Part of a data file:
-*-

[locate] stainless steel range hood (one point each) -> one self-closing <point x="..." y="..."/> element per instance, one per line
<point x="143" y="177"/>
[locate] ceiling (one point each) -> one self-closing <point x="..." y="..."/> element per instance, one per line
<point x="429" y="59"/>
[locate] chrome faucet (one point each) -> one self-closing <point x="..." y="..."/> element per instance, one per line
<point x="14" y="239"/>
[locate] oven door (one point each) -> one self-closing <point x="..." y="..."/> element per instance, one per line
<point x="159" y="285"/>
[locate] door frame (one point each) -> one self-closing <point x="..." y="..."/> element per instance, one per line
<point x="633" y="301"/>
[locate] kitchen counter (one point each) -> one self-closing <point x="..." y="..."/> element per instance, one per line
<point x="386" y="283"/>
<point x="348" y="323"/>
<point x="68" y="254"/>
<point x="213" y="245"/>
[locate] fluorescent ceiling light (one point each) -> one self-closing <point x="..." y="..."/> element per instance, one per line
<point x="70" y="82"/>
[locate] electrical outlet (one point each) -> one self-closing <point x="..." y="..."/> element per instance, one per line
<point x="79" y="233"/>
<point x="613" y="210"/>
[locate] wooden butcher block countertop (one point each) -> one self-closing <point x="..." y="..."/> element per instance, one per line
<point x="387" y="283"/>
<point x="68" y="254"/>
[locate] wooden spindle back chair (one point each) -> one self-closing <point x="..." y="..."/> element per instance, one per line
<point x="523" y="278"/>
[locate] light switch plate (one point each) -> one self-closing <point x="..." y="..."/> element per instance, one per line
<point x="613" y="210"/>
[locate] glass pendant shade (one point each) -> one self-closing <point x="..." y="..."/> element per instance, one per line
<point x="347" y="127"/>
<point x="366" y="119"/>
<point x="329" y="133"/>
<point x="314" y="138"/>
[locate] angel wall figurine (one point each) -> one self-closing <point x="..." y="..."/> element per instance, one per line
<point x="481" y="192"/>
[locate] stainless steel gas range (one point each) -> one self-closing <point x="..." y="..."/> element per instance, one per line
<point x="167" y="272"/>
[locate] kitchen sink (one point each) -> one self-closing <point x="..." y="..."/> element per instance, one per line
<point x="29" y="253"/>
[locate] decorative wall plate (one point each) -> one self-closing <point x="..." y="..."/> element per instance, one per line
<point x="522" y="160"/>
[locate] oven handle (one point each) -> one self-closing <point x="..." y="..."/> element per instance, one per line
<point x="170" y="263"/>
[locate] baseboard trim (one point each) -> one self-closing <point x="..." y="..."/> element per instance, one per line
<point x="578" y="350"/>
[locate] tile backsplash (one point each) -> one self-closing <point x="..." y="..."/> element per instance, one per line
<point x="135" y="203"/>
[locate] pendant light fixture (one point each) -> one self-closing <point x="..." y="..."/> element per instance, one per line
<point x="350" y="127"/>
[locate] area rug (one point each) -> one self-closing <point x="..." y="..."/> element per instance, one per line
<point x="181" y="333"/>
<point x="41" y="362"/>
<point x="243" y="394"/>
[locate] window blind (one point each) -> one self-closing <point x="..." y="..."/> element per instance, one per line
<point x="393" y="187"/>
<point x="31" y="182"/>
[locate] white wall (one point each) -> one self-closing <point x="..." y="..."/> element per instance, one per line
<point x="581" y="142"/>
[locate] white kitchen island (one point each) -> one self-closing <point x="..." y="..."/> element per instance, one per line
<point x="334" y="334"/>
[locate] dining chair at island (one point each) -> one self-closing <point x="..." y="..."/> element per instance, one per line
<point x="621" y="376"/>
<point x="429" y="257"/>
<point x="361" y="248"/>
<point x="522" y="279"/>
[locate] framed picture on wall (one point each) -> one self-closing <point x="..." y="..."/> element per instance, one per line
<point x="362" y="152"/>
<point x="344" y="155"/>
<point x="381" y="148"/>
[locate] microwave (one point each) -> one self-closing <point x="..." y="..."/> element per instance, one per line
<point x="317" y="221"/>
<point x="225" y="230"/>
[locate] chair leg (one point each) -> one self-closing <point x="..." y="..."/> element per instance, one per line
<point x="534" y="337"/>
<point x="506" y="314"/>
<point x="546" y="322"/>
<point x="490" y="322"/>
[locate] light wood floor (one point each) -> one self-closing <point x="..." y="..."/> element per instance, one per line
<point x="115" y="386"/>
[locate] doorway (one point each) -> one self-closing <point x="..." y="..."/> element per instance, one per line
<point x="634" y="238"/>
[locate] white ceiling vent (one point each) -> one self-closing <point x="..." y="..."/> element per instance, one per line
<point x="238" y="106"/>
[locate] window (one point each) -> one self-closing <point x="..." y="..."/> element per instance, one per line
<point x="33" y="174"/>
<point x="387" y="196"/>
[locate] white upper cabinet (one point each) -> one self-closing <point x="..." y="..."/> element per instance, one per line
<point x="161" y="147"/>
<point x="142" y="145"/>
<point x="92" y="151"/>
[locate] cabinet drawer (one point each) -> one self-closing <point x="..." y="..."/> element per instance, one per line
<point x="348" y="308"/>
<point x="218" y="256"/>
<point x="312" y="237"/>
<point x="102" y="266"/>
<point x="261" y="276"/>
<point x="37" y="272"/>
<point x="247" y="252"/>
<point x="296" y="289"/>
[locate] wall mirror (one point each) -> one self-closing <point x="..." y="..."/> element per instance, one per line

-*-

Directions for this task
Find the line with "[locate] doorway (one" in the listing above, then write out that line and each remaining line exactly, with no other text.

Expected answer
[locate] doorway (one point each) -> one self-closing <point x="..." y="..."/> element per instance, one per line
<point x="634" y="238"/>
[locate] white ceiling vent (one point each) -> one self-closing <point x="..." y="..."/> element per instance, one per line
<point x="238" y="106"/>
[locate] window (one point each) -> one self-closing <point x="..." y="..."/> element per instance, one per line
<point x="33" y="174"/>
<point x="387" y="196"/>
[locate] white upper cabinet (one point each) -> one self-closing <point x="..." y="..."/> element per instance, one per line
<point x="161" y="147"/>
<point x="142" y="145"/>
<point x="92" y="151"/>
[locate] cabinet drawer (one point each) -> one self-closing <point x="..." y="..."/> element per instance, one per line
<point x="348" y="308"/>
<point x="218" y="256"/>
<point x="312" y="237"/>
<point x="102" y="266"/>
<point x="261" y="276"/>
<point x="37" y="272"/>
<point x="247" y="252"/>
<point x="296" y="289"/>
[locate] wall mirror (one point each) -> one self-closing <point x="..." y="..."/> element per instance, one per line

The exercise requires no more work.